* [Written problem]: Can you reproduce the listing below word for word, omitting the pictures?

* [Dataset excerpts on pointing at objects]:
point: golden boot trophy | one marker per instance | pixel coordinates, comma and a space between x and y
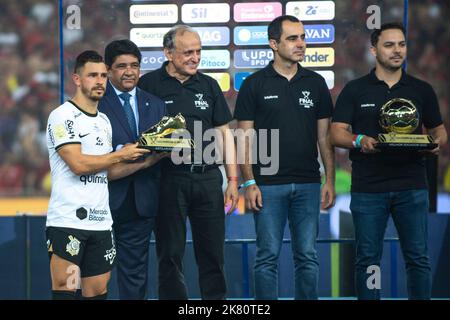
399, 118
158, 137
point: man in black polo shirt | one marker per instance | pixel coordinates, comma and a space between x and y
384, 183
295, 101
194, 189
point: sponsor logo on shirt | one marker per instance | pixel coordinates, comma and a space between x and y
97, 215
306, 102
99, 141
200, 103
239, 78
93, 178
69, 128
60, 131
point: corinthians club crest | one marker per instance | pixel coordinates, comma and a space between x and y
73, 247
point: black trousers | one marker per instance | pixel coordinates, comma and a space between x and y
197, 196
132, 235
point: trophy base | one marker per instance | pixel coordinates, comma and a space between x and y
164, 144
405, 142
404, 147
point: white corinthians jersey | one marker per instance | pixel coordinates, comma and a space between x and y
79, 202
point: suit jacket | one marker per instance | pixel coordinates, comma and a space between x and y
146, 182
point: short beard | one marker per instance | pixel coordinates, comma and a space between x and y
389, 66
89, 94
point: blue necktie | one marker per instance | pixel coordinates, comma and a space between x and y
129, 112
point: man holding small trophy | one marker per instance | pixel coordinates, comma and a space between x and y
386, 110
192, 188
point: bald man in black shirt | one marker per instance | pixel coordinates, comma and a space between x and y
192, 189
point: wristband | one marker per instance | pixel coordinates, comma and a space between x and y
358, 140
354, 140
248, 183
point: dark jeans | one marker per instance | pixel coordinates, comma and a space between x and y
409, 211
300, 204
132, 235
197, 196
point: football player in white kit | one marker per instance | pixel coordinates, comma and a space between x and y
79, 237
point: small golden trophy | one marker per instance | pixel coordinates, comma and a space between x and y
158, 137
399, 118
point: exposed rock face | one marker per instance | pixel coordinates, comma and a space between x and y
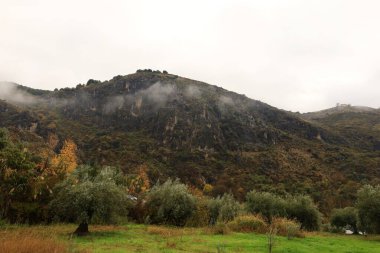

* [Written answer]:
point: golden boot trophy | one marker per instance | pixel coordinates, comma and a space between x and y
399, 118
158, 137
point: man in black polo shirt | one marker per instance | pixel coordinates, comma and a space between x and y
384, 183
295, 101
194, 189
point: sponsor logo on shirt | one marker per instance | pixel coordinates, comma and a space between x and y
97, 215
306, 102
99, 141
200, 103
239, 78
93, 178
69, 128
60, 131
point: corinthians club crest | one marker per instance | pixel coordinates, comma and a space between x and y
73, 247
point: black trousers | one marker per instance | pixel coordinates, comma and a space between x and y
197, 196
132, 235
point: trophy base | one marker per instance | pixel coordinates, comma and a space between x and y
164, 144
405, 142
404, 147
point: white corinthians jersey | one marker per instance | pixel coordinates, comma and a space between x and y
79, 202
point: suit jacket | one marker per instance | pixel coordinates, comma and a space between x and y
146, 182
point: short beard | one marker per instance | pixel coordinates, comma and a space between x and y
389, 66
89, 94
point: blue necktie | one marker per instance | pixel coordinates, comma and a space between x and y
129, 112
point: man holding small trophy | one marker per instance | pixel coordinates, comma and a space between x and y
386, 110
192, 188
point: bald man in black shirt | one marker per instance | pixel coordinates, comma and a space between x and y
192, 189
point: wristband | one marker per instance | pixel coordinates, comma and a space between x and y
358, 140
354, 140
248, 183
point: dark jeans | one marker per instance | pixel coordinates, comma and a space between x and y
409, 211
300, 204
132, 235
197, 196
point: football player in white kit | one marker per instance | pixel coordinates, comma and a space between x and y
79, 237
point: small golden trophy | one marker per instance | pixel coordinates, comma and a space between x and y
158, 137
399, 118
point: exposed rock face | one marker per instance | pixel coordinates, comma and a space between x and y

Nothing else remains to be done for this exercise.